EXERCISE GOAL
Starting at the line that contains "segment: car wheel" and running through the end of the entries, write those lines out again with "sunglasses" changed to "reading glasses" and everything else left as it is.

RECORDS SHOWN

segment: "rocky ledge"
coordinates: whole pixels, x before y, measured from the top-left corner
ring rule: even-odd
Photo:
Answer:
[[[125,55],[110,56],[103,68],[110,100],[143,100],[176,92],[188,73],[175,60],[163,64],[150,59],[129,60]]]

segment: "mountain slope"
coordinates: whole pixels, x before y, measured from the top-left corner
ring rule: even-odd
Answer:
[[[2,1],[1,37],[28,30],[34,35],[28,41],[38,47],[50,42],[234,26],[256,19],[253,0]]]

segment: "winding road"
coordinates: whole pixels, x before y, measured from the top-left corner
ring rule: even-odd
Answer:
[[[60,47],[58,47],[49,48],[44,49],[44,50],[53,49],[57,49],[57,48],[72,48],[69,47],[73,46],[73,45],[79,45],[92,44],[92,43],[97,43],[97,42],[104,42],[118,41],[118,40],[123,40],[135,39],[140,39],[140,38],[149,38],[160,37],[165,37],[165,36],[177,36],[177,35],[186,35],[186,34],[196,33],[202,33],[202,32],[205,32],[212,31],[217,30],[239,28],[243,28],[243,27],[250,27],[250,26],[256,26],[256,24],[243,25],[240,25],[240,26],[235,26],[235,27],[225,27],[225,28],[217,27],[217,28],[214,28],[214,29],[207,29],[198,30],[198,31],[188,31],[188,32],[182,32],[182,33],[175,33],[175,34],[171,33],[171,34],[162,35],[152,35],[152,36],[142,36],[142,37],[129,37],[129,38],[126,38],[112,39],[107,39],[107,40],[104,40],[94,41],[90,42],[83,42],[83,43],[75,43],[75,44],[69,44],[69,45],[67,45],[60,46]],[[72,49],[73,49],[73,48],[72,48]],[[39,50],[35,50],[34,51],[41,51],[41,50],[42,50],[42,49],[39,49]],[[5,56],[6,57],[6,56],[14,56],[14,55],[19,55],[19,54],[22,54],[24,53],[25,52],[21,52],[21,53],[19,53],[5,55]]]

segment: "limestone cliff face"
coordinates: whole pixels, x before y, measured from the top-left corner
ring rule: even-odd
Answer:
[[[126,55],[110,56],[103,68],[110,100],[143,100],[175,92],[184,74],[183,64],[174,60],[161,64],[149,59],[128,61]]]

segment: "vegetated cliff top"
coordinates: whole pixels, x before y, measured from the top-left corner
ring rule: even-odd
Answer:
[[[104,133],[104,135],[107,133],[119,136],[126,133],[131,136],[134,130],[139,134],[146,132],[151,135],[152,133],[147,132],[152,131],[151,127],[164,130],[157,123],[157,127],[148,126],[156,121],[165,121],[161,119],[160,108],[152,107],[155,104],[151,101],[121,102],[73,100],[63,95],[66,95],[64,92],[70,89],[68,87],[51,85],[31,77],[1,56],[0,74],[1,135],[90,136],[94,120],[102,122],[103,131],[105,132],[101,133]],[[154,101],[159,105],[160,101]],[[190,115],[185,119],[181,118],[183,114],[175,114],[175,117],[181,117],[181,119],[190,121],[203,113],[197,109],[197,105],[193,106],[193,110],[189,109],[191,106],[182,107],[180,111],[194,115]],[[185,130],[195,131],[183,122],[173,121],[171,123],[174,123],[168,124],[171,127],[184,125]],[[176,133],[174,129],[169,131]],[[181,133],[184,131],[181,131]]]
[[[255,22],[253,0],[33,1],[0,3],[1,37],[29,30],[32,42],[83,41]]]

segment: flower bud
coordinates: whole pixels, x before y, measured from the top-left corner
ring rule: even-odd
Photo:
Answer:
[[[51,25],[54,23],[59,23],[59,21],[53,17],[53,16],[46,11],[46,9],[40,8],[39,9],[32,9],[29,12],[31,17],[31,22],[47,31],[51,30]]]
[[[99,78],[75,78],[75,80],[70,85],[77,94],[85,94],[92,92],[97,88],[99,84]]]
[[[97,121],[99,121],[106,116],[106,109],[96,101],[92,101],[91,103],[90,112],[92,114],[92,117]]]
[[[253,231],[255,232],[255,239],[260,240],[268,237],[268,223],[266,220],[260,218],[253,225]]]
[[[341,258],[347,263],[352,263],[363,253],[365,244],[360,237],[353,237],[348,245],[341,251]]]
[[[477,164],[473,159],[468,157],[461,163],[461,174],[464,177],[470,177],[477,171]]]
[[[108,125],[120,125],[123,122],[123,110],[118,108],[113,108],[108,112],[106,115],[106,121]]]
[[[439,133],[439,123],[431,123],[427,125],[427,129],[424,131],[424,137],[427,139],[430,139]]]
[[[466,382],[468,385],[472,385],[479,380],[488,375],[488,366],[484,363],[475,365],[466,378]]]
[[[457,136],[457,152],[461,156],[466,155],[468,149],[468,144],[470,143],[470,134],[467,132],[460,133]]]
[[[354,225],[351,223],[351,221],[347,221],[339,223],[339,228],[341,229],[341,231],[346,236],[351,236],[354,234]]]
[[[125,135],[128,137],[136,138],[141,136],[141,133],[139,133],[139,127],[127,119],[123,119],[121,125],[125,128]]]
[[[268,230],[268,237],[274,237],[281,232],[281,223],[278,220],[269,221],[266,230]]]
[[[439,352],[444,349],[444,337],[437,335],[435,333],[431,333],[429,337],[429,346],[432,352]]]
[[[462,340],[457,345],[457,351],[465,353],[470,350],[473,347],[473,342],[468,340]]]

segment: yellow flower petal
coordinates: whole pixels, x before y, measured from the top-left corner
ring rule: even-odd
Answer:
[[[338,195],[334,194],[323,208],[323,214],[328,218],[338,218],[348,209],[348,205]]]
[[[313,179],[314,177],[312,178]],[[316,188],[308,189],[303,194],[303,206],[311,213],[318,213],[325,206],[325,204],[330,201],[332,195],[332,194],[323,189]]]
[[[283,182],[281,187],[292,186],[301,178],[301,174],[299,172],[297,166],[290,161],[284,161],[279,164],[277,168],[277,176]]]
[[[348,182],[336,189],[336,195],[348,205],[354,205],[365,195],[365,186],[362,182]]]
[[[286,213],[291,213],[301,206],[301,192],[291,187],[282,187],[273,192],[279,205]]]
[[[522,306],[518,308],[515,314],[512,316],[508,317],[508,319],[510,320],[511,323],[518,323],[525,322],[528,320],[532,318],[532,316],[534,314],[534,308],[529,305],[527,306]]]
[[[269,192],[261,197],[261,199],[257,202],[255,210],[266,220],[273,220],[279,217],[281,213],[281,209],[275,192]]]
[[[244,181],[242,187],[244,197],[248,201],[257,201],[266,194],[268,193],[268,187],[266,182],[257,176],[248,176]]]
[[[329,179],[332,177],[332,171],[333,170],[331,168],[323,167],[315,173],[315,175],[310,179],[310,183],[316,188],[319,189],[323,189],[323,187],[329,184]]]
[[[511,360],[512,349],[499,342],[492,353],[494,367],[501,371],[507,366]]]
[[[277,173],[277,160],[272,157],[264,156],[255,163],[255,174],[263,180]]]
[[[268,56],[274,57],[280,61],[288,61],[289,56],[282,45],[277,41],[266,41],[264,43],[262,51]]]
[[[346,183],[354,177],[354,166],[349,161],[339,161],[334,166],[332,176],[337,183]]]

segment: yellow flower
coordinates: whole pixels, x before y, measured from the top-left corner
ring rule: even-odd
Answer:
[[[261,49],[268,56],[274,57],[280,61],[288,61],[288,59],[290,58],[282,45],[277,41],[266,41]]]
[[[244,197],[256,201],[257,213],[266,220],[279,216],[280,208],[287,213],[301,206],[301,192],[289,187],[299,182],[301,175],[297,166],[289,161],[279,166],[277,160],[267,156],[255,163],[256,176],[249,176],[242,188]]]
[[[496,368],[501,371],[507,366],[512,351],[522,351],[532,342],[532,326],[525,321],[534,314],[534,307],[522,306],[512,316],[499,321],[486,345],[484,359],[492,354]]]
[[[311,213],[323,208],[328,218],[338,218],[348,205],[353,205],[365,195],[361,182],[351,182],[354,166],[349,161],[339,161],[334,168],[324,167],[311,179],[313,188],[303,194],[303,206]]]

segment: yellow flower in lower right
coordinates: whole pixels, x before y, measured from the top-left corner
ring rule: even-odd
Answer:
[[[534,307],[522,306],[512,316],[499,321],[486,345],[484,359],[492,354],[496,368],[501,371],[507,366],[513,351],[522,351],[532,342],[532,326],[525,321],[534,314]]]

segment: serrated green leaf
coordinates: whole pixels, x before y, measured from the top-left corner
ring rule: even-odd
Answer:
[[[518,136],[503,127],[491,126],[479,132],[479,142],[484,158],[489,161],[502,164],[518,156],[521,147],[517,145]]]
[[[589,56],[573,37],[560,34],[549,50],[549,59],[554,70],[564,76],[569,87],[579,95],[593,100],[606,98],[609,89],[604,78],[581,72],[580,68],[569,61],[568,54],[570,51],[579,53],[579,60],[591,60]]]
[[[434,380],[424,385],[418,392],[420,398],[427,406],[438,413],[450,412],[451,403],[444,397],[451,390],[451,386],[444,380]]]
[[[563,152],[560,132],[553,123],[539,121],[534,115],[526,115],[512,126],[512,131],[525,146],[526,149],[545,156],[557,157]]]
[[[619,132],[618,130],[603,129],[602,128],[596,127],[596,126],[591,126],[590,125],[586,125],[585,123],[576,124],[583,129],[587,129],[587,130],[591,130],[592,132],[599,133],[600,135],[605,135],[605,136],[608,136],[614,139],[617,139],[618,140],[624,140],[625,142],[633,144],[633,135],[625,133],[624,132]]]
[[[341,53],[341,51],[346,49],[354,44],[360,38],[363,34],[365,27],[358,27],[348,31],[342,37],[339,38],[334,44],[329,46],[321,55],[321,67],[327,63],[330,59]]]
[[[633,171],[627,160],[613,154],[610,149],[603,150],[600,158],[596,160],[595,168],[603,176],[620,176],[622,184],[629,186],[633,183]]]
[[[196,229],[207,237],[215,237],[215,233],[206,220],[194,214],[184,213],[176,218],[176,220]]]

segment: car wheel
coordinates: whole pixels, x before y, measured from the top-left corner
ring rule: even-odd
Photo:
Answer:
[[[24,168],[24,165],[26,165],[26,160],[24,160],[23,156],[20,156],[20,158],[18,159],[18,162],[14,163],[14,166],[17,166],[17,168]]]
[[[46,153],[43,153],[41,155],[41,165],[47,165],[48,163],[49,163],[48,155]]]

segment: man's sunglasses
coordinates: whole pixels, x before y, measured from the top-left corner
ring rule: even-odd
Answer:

TASK ANSWER
segment: car wheel
coordinates: whole pixels, x before y, measured from the top-left corner
ring rule: even-odd
Photo:
Answer:
[[[24,168],[24,165],[26,165],[26,160],[24,160],[23,156],[20,156],[20,158],[18,159],[18,162],[14,163],[14,166],[17,166],[17,168]]]
[[[46,153],[43,153],[41,155],[41,165],[47,165],[48,163],[49,163],[48,155]]]

segment: man's reading glasses
coordinates: whole pixels, x before y, measured from the top-left corner
ring rule: even-odd
Answer:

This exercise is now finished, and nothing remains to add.